## BAGIAN DATA:
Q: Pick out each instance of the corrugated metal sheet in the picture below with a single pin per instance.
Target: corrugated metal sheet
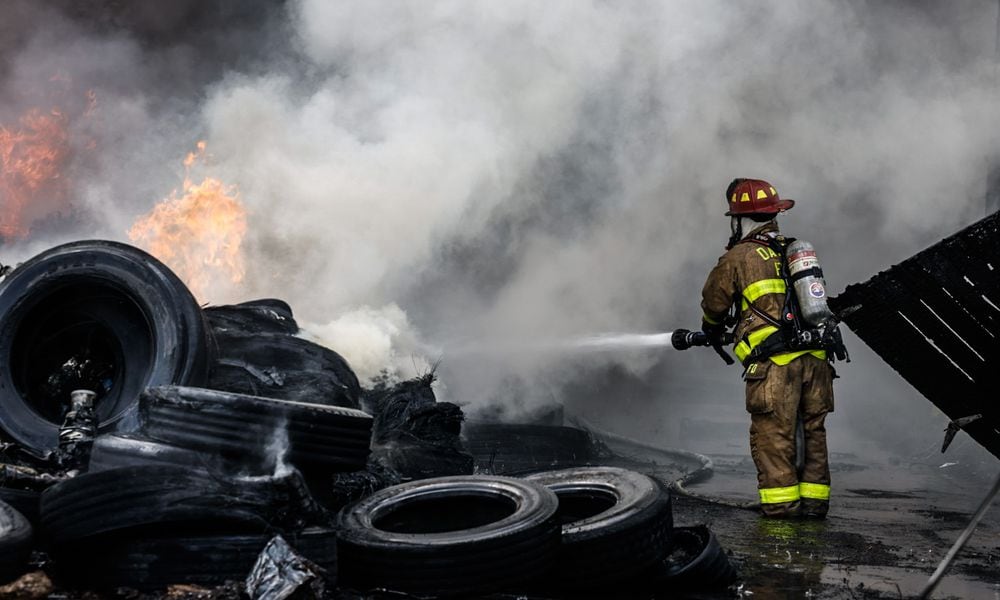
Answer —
--
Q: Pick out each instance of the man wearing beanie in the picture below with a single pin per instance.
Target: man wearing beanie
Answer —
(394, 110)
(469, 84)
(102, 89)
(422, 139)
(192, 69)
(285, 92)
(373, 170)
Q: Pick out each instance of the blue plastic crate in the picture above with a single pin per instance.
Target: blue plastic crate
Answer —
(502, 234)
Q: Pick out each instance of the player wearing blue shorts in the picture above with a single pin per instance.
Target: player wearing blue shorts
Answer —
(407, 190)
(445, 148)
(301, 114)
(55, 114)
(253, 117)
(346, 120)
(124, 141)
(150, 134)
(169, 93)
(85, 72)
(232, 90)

## TUJUAN LATIHAN:
Kumpulkan setiap baris dalam daftar di atas yang memuat kata "beanie". Perhatikan perbedaan huruf besar dan huruf kecil.

## TUGAS YANG DISELESAIKAN:
Q: Pick out each instance of the man wearing beanie in the picture below with a single pin per instance.
Target: man wearing beanie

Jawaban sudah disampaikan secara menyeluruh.